--- start of Task inputs ---

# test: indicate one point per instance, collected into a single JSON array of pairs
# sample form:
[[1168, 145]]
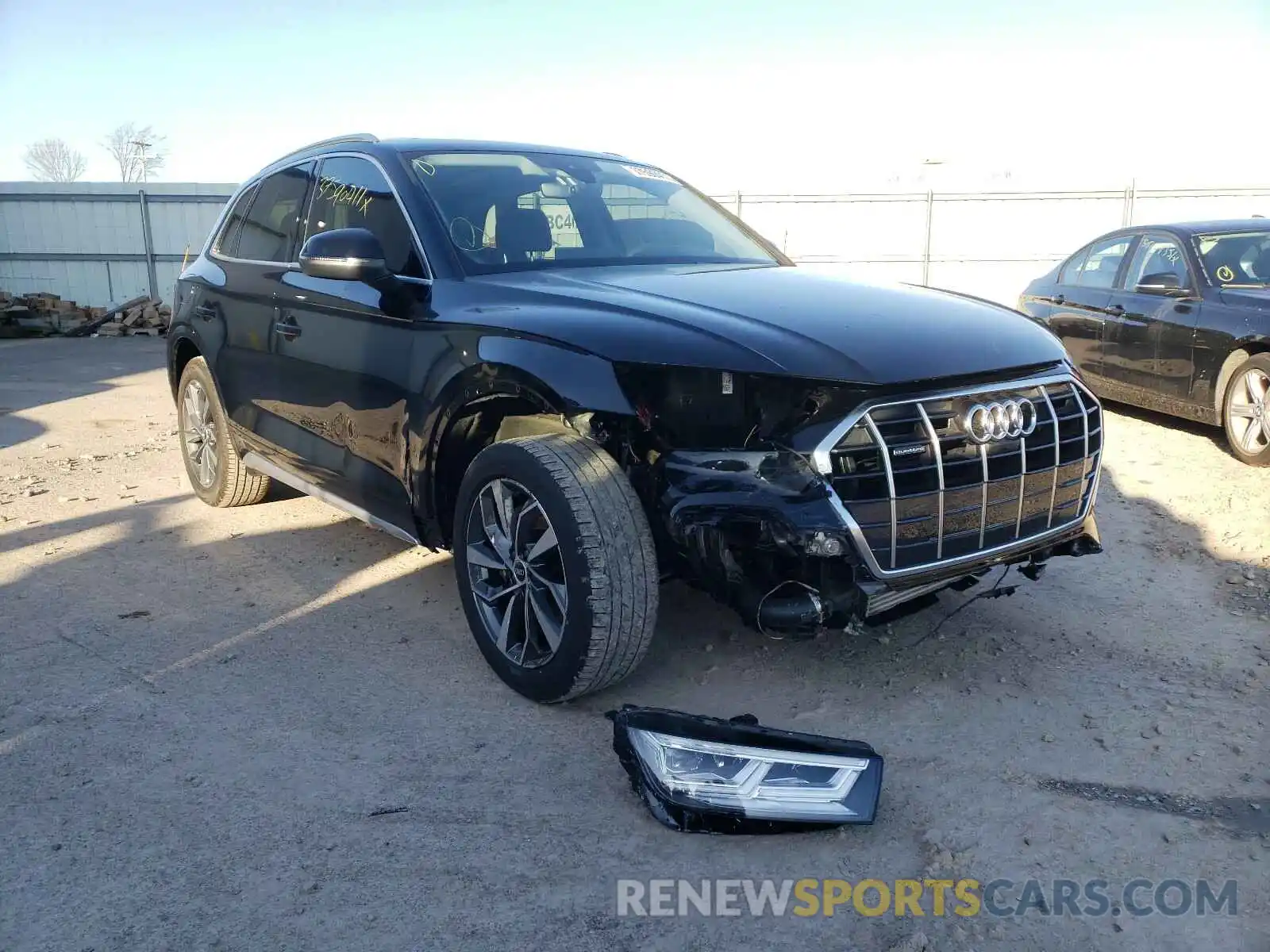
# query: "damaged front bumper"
[[766, 533]]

--- end of Task inputs ---

→ Stated exercise
Reproduce every line of the rows above, including the requests, but offset each coordinate in the answers by adding 147 to it, and leave the numbers in the requests and their format samples unchanged. Omit the pictures from your output.

→ Exercise response
# test: indicate one point per instance, collected into a single JSON array of pairs
# sample form:
[[1168, 145]]
# query: "damaged front bumper"
[[913, 680]]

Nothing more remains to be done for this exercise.